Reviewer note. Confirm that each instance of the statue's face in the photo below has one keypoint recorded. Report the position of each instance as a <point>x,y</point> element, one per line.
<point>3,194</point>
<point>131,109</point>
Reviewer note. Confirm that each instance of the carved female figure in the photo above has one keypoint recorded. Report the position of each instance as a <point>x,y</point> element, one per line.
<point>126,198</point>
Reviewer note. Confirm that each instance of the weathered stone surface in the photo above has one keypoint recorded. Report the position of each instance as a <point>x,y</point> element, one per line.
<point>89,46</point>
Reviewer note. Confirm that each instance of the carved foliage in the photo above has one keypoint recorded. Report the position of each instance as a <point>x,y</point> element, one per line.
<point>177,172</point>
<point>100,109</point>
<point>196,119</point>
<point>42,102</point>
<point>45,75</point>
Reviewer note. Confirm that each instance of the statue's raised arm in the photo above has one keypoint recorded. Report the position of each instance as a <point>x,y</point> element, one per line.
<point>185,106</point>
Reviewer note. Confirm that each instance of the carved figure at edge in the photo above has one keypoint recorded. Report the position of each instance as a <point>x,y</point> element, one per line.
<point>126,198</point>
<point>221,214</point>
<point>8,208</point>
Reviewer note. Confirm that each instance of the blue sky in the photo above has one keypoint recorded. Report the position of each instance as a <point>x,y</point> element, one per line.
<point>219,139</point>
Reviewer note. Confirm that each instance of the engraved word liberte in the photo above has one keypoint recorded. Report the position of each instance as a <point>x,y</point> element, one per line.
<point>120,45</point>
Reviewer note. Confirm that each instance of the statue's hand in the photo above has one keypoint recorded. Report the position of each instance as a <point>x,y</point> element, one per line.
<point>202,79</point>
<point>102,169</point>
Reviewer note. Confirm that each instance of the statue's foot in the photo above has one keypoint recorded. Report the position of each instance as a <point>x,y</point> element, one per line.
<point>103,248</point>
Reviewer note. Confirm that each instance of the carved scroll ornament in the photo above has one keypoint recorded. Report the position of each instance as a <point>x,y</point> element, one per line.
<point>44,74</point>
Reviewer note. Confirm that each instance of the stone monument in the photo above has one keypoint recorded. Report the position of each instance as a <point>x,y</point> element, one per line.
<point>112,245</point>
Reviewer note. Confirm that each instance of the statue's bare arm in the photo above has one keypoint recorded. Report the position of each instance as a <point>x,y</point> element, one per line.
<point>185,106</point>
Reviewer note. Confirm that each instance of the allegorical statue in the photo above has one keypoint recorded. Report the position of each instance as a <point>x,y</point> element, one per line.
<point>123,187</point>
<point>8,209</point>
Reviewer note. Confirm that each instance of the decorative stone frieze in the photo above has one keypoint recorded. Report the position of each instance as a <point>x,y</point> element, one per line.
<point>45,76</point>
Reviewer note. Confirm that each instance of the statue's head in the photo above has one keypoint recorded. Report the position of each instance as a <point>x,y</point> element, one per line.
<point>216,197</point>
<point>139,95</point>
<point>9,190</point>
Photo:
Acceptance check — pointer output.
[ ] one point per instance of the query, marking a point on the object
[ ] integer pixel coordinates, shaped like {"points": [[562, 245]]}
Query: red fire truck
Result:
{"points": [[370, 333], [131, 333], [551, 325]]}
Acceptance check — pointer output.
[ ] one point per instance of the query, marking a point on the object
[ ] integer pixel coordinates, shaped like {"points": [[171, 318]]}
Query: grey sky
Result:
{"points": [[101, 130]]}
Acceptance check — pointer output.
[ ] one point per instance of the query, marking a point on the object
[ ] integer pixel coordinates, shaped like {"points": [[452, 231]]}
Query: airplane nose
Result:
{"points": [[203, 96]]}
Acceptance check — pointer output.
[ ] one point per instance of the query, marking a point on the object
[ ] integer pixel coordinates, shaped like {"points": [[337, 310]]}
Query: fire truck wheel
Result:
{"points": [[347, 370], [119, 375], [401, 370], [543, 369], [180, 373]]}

* _TASK GOAL_
Every record, restated word for word, should make up your reply.

* _TASK OUTPUT_
Reviewer note. Confirm that each instance of the statue's face in the photo below has one keypoint recorded. Report the position of each instance as a <point>x,y</point> element, one per line.
<point>3,194</point>
<point>131,109</point>
Reviewer note. Confirm that each instance of the carved female figure in the photo above has one keypoint recorded. Report the position of each instance as a <point>x,y</point> element, one per line.
<point>126,198</point>
Reviewer note. Confirm that each instance of the weathered stone surface in the photo above has one keypoint recorded. Report the position of each instance as a <point>x,y</point> element, one per line.
<point>89,46</point>
Reviewer note. Confirm that each instance of the carved foliage in the photo above has one keypoint recorded. Report the position of each instance as a <point>x,y</point> element, one per line.
<point>177,172</point>
<point>100,109</point>
<point>196,119</point>
<point>42,102</point>
<point>45,75</point>
Reviewer note. Confirm that each instance of the statue's raised arm in the photo above has one keypoint recorded. Report the position of each instance as a <point>x,y</point> element, one per line.
<point>185,106</point>
Reviewer note. Confirm that each instance of the carved figure at edge in the photo above has one keypoint recorded. Report the position of each instance as a <point>x,y</point> element, one per line.
<point>126,198</point>
<point>221,214</point>
<point>8,208</point>
Reviewer note. Confirm that each instance of the blue sky in the photo above has one keypoint recorded. Report the position of each instance as a <point>x,y</point> element, one per line.
<point>219,139</point>
Reviewer note. Confirm that each instance of the engraved word liberte in the photo above has one keypoint recorded. Report the position of each instance as a <point>x,y</point> element, one per line.
<point>120,45</point>
Reviewer note. Confirm that each instance of the statue's hand in the photo above has one keypoint recorded. Report the position of each instance as a <point>x,y</point> element, one per line.
<point>202,79</point>
<point>102,169</point>
Reviewer note. Confirm that each instance of the statue's foot in the photo above has one keypoint recorded. Report the position of each instance as a <point>x,y</point> element, one per line.
<point>103,248</point>
Reviewer note. Confirm that each instance of the carved scroll ornament in the photo above has one keypoint recorded. Report the position of each instance as a <point>x,y</point> element, one per line.
<point>44,74</point>
Reviewer note. Confirm that each instance of the stone monument in the photo above has one keypoint recorded. Report the position of each instance as a <point>x,y</point> element, one per line.
<point>112,245</point>
Reviewer note. Confirm that each instance of the statue's bare arm in the photo above has one keypoint recorded. Report the position of each instance as a <point>x,y</point> element, one per line.
<point>185,106</point>
Reviewer note. Confirm that each instance of the allegorical statue in the photo above has one keypoint recorded. Report the position of each instance as a <point>x,y</point> element, one per line.
<point>123,187</point>
<point>8,209</point>
Reviewer note. Confirm that each instance of the decorative stone frieze in the photo above has one keypoint recorded. Report the position of each instance as a <point>x,y</point> element, one per line.
<point>45,76</point>
Reviewer note. Confirm that each instance of the statue's head in the photo above has one keypoint recorded. Report the position of each instance as a <point>x,y</point> element, one per line.
<point>216,197</point>
<point>139,95</point>
<point>9,190</point>
Photo:
Acceptance check — pointer output.
[ ] one point per instance of the query, marking a point on the object
[ ] integer pixel coordinates, shaped like {"points": [[562, 245]]}
Query: red fire truck
Result:
{"points": [[370, 333], [131, 333], [551, 325]]}
Acceptance check — pointer output.
[ ] one point per instance of the query, marking a point on the object
[ ] integer pixel coordinates, shaped like {"points": [[171, 318]]}
Query: grey sky
Result:
{"points": [[101, 130]]}
Acceptance check — pointer output.
[ ] one point per instance of the query, marking a point on the object
[ ] integer pixel coordinates, shaped like {"points": [[452, 231]]}
Query: airplane nose
Result:
{"points": [[203, 96]]}
Acceptance check — pointer output.
[ ] one point per instance of the query, marking a point on the object
[ ] integer pixel coordinates, shaped like {"points": [[337, 310]]}
Query: fire truck wheel
Result:
{"points": [[347, 370], [119, 375], [401, 370], [543, 369], [180, 373]]}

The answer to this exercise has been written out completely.